• [Passage shown]:
# need help understanding coax cable signal problems



## ridgetop (Sep 13, 2007)

Anyone out there work for Comcast/ Xfinity? Or has a good knowledge of coax cable signals and troubleshooting problems with such cables?


----------



## ridgetop (Sep 13, 2007)

Anyone had a problem with a "leaky" signal with xfinity?
How was it fixed?


----------



## bowgy (Oct 10, 2007)

The typical problems with coax are a break in the center conductor or the shield, or a short of some sort between the shield and center conductor. This could be a direct short due to improper fitting installation or corrosion due to something like moisture.

Leaking cables is often caused by a break in the coax or shield somewhere along the cable. This is the metal shield, a break in the plastic coating on the outside will not cause RF leakage but could lead to corrosion and degradation of the coax integrity.

Also there is loss in the cable, the longer the cable the more the loss.


----------



## RandomElk16 (Sep 17, 2013)

I fixed my comcast/xfinity tv -


Here was the trick. I called them and said "I want to cancel." 

Then I got Direct TV.


----------



## Don K (Mar 27, 2016)

This is a bit long but here it goes.

Dataset items
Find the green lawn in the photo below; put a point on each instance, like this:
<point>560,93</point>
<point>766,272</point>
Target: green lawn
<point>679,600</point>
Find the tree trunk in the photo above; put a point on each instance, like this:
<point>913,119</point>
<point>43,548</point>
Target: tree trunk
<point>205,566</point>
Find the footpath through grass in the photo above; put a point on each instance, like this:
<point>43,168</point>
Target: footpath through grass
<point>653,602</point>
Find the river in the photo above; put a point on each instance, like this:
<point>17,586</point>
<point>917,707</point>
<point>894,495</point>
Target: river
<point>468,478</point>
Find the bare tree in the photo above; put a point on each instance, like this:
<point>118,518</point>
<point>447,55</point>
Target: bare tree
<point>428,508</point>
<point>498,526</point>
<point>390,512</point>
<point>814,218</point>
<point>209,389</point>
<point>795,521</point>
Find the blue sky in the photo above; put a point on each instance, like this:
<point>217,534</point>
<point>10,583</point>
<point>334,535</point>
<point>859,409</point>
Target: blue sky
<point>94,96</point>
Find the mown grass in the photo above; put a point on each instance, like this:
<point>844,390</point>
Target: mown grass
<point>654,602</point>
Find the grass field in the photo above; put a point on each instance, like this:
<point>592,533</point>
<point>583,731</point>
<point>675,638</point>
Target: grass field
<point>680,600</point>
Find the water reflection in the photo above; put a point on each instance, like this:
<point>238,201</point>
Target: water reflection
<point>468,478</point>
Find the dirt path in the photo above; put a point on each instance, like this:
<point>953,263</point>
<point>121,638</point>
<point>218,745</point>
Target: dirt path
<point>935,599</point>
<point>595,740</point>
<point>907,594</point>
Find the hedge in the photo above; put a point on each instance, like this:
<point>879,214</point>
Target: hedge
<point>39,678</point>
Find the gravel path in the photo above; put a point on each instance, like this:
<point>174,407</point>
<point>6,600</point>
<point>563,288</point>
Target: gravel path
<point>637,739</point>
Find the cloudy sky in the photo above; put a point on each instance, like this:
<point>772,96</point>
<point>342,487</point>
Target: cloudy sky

• [What you are asked to do]:
Please extend the forum thread about coax cable signal problems, picking up right after Don K's line "This is a bit long but here it goes."

• [Exercise result]:
We where having issues here at the house and called Comcast. They said nothing is wrong here must be on your end. So my son who is a online video game player was the one that knew something was wrong. He went online and found some speed test through the net and found we where loosing "packets" of information that was causing glitches. A call to Comcast and a tech showed up. The tech replaced the coax connectors inside the house and said he could not find the problem but will send it "up the ladder" for someone else to look into. A week later another call to Comcast and they said they thought the tech fixed the problem. So here comes another tech, my son shows him the packet loss and outside he goes. He replaces the cable coming off the pole and the coax connections coming into the house, then leaves. Two days later we are still getting dropped internet packet losses and TV glitches so call Comcast again. This time a supervisor comes out and my son shows him the packet loss and my son showed him it was down the line somewhere. Two days after that the guy sends my son a email and said they found the problem and it should be fixed. 

All is good now and no problems. Lesson learned let one of your kids get hampered on their online games and they will be on a mission. Also lesson learned keep calling Comcast until its fixed...........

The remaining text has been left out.